• **WHAT YOU SHOULD DO**
Copy each line below holding "instance".

• **EXERCISE MATERIAL**

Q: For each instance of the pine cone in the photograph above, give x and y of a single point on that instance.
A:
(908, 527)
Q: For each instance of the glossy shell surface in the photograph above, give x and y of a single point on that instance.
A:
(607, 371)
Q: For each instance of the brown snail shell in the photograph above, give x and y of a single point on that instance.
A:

• **TASK RESULT**
Q: For each instance of the pine cone in the photograph above, give x and y of a single point on that instance.
Q: For each instance of the glossy shell surface in the photograph above, give x and y of a single point on that instance.
Q: For each instance of the brown snail shell in the photograph above, give x and y of a single point on that instance.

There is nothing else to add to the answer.